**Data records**
%%

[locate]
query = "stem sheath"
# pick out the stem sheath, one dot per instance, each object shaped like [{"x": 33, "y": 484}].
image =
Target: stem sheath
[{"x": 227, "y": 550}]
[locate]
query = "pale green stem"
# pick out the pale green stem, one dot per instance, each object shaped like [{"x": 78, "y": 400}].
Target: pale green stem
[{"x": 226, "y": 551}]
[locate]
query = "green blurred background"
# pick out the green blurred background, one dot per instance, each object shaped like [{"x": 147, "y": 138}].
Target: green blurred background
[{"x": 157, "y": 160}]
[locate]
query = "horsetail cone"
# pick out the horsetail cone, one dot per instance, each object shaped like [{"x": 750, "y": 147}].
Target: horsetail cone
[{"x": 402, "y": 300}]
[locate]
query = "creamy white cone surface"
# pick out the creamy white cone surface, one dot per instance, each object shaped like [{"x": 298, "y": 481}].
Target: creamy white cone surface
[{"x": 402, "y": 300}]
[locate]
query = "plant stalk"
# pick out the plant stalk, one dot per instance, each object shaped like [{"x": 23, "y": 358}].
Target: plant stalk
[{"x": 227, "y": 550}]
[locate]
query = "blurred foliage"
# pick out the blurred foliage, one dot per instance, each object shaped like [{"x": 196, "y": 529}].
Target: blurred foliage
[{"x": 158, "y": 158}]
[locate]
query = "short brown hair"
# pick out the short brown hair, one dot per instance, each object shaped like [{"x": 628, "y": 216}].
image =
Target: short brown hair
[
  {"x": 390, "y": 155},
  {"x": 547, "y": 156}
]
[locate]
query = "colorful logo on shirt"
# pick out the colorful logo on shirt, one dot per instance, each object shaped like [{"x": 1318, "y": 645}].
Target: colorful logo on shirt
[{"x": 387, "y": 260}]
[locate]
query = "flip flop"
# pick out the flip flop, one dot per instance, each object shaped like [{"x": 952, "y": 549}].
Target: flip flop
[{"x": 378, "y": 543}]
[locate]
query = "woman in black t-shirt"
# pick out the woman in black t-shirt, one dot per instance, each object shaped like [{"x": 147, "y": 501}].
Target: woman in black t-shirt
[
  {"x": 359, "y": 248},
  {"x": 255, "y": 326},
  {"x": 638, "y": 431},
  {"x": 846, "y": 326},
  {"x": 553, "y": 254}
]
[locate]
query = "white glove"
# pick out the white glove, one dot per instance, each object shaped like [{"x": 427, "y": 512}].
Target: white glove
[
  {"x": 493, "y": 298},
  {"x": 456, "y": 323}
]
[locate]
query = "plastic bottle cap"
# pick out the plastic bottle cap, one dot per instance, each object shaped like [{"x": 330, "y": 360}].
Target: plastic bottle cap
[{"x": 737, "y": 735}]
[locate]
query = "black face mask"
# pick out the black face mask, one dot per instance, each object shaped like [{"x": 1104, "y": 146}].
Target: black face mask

%%

**INSTRUCTIONS TO FOLLOW**
Show the data once more, exactly as it was written.

**WRITTEN ANSWER**
[locate]
query = "stem sheath"
# pick out the stem sheath, one dot per instance, each object shaped like [{"x": 33, "y": 484}].
image =
Target: stem sheath
[{"x": 227, "y": 550}]
[locate]
query = "pale green stem"
# pick out the pale green stem, one dot per instance, each object shaped like [{"x": 78, "y": 400}].
Target: pale green stem
[{"x": 226, "y": 551}]
[locate]
query = "green blurred background"
# pick out the green blurred background, one dot per instance, each object shaped like [{"x": 147, "y": 138}].
Target: green blurred background
[{"x": 157, "y": 160}]
[locate]
query = "horsetail cone"
# pick out the horsetail cone, one dot per instance, each object shaped like [{"x": 750, "y": 147}].
Target: horsetail cone
[{"x": 402, "y": 300}]
[locate]
query = "creamy white cone surface"
# pick out the creamy white cone surface, one dot per instance, each object shaped like [{"x": 298, "y": 481}].
Target: creamy white cone surface
[{"x": 402, "y": 300}]
[locate]
query = "plant stalk"
# pick out the plant stalk, one dot per instance, each object shaped like [{"x": 23, "y": 358}].
Target: plant stalk
[{"x": 227, "y": 550}]
[locate]
query = "blurred foliage"
# pick out the blurred foliage, one dot per instance, each object shaped like [{"x": 196, "y": 529}].
Target: blurred foliage
[{"x": 158, "y": 158}]
[locate]
query = "short brown hair"
# pick out the short brown hair, one dot per instance, each object shaped like [{"x": 628, "y": 216}].
image =
Target: short brown hair
[
  {"x": 390, "y": 155},
  {"x": 547, "y": 156}
]
[locate]
query = "colorful logo on shirt"
# pick out the colorful logo on shirt, one dot per instance, each object shaped like [{"x": 1318, "y": 645}].
Target: colorful logo on shirt
[{"x": 387, "y": 260}]
[locate]
query = "flip flop"
# pick out the flip flop, one dot per instance, each object shaped like [{"x": 952, "y": 549}].
Target: flip flop
[{"x": 378, "y": 543}]
[locate]
query = "woman in black t-shirt"
# pick out the woman in black t-shirt, one dot per instance, each object shaped like [{"x": 147, "y": 501}].
Target: woman in black t-shirt
[
  {"x": 359, "y": 248},
  {"x": 255, "y": 326},
  {"x": 638, "y": 431},
  {"x": 846, "y": 326},
  {"x": 553, "y": 254}
]
[locate]
query = "white glove"
# pick out the white glove, one dot per instance, each object shaped like [{"x": 427, "y": 512}].
Target: white glove
[
  {"x": 493, "y": 298},
  {"x": 456, "y": 323}
]
[locate]
query = "plastic bottle cap"
# pick out the plastic bottle cap, one dot per instance, each object shaped like [{"x": 330, "y": 360}].
Target: plastic bottle cap
[{"x": 737, "y": 735}]
[locate]
query = "black face mask"
# pick out the black face mask, one dot per instance, each object shaped like [{"x": 1104, "y": 146}].
Target: black face mask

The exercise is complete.